● Belirtilen amaç: Aşağıdaki verilerin tamamını yeniden yazın; her geçtiği yerde "Target" yerine "Label" koyun ve başka hiçbir şeyi değiştirmeyin. Resimleri cevaba almayın.
═══ Veriler ═══
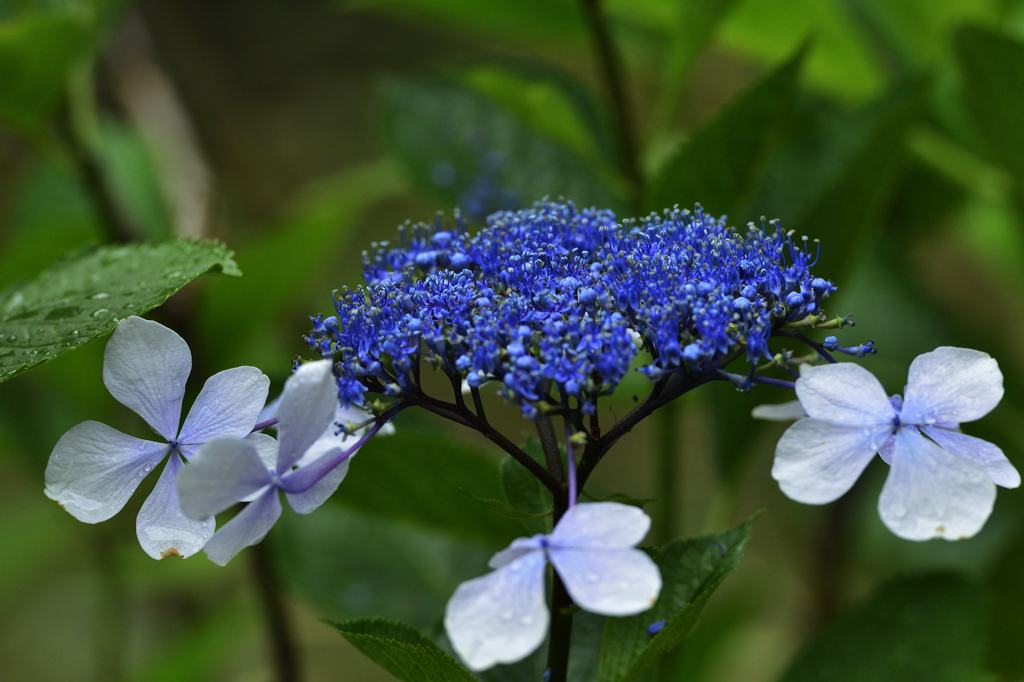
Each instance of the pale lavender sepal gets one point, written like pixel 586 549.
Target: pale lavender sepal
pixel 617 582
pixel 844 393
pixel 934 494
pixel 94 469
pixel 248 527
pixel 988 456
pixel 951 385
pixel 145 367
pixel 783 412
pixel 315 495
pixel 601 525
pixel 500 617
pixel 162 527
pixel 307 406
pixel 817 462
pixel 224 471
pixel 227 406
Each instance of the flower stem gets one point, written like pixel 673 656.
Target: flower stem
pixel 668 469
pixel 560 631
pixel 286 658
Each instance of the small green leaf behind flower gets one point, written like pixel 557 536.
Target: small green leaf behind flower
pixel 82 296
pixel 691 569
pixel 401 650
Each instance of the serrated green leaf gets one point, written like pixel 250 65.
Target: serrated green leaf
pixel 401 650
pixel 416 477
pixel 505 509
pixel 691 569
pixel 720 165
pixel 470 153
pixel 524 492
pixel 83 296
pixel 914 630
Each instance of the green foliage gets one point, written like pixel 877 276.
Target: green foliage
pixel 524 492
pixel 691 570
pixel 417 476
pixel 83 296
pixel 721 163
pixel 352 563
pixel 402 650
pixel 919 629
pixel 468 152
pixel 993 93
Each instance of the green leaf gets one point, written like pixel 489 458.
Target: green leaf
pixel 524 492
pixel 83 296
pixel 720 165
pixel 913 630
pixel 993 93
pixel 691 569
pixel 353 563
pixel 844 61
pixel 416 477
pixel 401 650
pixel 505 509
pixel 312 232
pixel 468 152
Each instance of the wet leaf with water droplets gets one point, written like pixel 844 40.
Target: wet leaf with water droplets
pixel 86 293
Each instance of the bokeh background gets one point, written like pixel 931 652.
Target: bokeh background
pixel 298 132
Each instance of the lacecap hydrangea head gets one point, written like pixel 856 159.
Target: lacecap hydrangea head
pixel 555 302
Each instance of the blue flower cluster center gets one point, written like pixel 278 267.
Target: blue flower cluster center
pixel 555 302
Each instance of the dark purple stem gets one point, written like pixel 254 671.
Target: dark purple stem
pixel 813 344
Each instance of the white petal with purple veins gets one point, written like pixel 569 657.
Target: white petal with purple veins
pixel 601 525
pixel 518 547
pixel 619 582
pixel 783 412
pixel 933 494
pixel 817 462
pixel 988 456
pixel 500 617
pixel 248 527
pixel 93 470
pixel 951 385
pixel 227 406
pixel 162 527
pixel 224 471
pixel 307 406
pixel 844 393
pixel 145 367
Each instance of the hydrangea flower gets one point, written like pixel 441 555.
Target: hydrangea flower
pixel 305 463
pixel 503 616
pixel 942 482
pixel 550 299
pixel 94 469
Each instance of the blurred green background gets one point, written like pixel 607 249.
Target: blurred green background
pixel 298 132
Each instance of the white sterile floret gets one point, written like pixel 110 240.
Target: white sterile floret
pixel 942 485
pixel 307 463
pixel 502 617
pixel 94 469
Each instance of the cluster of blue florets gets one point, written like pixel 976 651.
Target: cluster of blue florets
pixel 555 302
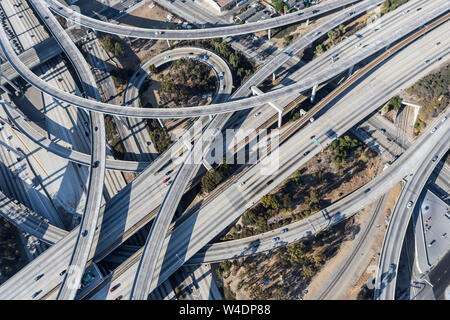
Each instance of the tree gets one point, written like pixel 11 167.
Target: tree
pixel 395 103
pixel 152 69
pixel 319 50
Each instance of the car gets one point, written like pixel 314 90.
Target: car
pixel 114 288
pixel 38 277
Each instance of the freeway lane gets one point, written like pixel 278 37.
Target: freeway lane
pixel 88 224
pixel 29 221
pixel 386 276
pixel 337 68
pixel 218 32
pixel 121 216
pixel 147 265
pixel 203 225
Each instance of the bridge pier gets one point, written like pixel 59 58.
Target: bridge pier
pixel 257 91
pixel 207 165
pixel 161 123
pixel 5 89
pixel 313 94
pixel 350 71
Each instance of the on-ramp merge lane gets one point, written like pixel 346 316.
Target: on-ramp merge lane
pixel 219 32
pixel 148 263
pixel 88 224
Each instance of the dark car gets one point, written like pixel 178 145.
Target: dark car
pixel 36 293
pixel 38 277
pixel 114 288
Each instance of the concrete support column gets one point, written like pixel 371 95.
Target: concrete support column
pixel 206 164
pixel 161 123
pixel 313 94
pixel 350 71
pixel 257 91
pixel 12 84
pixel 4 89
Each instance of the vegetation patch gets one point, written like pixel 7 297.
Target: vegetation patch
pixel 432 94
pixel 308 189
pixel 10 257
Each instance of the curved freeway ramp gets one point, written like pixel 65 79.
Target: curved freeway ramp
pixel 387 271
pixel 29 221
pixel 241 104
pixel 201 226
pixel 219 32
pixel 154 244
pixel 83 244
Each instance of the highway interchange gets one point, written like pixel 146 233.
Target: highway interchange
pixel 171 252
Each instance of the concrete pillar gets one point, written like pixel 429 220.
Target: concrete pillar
═══
● Doğru sonuç:
Each instance of the pale lavender sepal gets one point, written like pixel 586 549.
Label: pale lavender sepal
pixel 617 582
pixel 844 393
pixel 934 494
pixel 94 469
pixel 248 527
pixel 988 456
pixel 951 385
pixel 145 367
pixel 783 412
pixel 315 495
pixel 601 525
pixel 500 617
pixel 162 527
pixel 307 406
pixel 817 462
pixel 224 471
pixel 227 406
Each instance of the flower stem gets one point, written like pixel 673 656.
Label: flower stem
pixel 668 469
pixel 560 631
pixel 286 658
Each instance of the small green leaf behind flower gets one point, written like pixel 557 536.
Label: small green leaf behind flower
pixel 82 296
pixel 691 569
pixel 401 650
Each instance of the serrated green leaf gets one point, written like pixel 250 65.
Label: serrated green leaf
pixel 401 650
pixel 416 477
pixel 505 509
pixel 691 569
pixel 720 165
pixel 470 153
pixel 524 492
pixel 83 296
pixel 914 630
Each instance of the green foliage gets one point, written like pixel 877 276.
Label: green foliage
pixel 524 492
pixel 691 570
pixel 417 476
pixel 83 296
pixel 721 163
pixel 352 563
pixel 402 650
pixel 919 629
pixel 468 152
pixel 993 93
Each instance of the green leaf gets one point, written like pixel 489 458.
Label: green leaf
pixel 524 492
pixel 83 296
pixel 720 165
pixel 913 630
pixel 993 93
pixel 691 569
pixel 353 563
pixel 844 61
pixel 416 477
pixel 401 650
pixel 505 509
pixel 312 232
pixel 468 152
Each instance of the wet leaf with water droplets gets one point, written like pixel 844 40.
Label: wet leaf with water droplets
pixel 86 293
Each instance of the bokeh background gets one point, written like pixel 931 652.
Label: bokeh background
pixel 298 132
Each instance of the lacecap hydrangea head gets one point, written like pixel 856 159.
Label: lacecap hydrangea head
pixel 555 302
Each instance of the blue flower cluster center gets one point, written like pixel 278 267.
Label: blue flower cluster center
pixel 555 302
Each instance of the dark purple stem gets one point, written like pixel 254 671.
Label: dark purple stem
pixel 813 344
Each instance of the white petal with purple veins gets one point, written like pixel 569 657.
Label: white petal with purple veins
pixel 601 525
pixel 518 547
pixel 619 582
pixel 783 412
pixel 933 494
pixel 817 462
pixel 988 456
pixel 500 617
pixel 248 527
pixel 93 470
pixel 951 385
pixel 227 406
pixel 162 527
pixel 224 471
pixel 307 406
pixel 844 393
pixel 145 367
Each instance of the hydrangea flower gets one point, written like pixel 441 555.
Label: hydrangea flower
pixel 305 463
pixel 503 616
pixel 942 482
pixel 550 299
pixel 94 469
Each instance of the blurred green background gets one point, written like pixel 607 249.
Label: blurred green background
pixel 298 132
Each instance of the white sterile floret gets one point, written like pixel 110 240.
Label: white sterile floret
pixel 942 485
pixel 307 463
pixel 502 617
pixel 94 469
Each instance of the cluster of blue florets gets one point, written like pixel 976 651.
Label: cluster of blue florets
pixel 555 302
Each instance of the tree gets one point, written like pixel 11 167.
Label: tree
pixel 395 103
pixel 152 69
pixel 319 50
Each instance of the car gets one point, written like pixel 314 90.
Label: car
pixel 114 288
pixel 38 277
Each instance of the freeway lane gets one point, written like pixel 278 37.
Label: freeway lane
pixel 88 224
pixel 29 221
pixel 386 276
pixel 337 68
pixel 218 32
pixel 121 216
pixel 147 265
pixel 203 225
Each instance of the bridge pier gets one point, written like pixel 59 58.
Label: bridge pier
pixel 257 91
pixel 207 165
pixel 161 123
pixel 5 89
pixel 313 94
pixel 350 71
Each instance of the on-ramp merge lane gets one point, written like pixel 346 316.
Label: on-ramp merge lane
pixel 219 32
pixel 148 263
pixel 88 224
Each instance of the dark car gets one point, written like pixel 178 145.
Label: dark car
pixel 36 293
pixel 38 277
pixel 114 288
Each instance of the concrete support column gets one point, written like pixel 371 95.
Label: concrete support column
pixel 206 164
pixel 161 123
pixel 313 94
pixel 350 71
pixel 257 91
pixel 12 84
pixel 4 89
Each instance of the vegetation patch gets one point, written like pixel 7 297.
Label: vegetation patch
pixel 432 94
pixel 308 189
pixel 10 257
Each instance of the curved freeway ramp gets one point, written like pixel 65 79.
Label: curved freeway ramp
pixel 387 271
pixel 29 221
pixel 241 104
pixel 201 226
pixel 219 32
pixel 154 244
pixel 83 244
Each instance of the highway interchange gets one point, written like pixel 146 233.
Label: highway interchange
pixel 171 252
Each instance of the concrete pillar gets one point, written like pixel 429 220.
Label: concrete pillar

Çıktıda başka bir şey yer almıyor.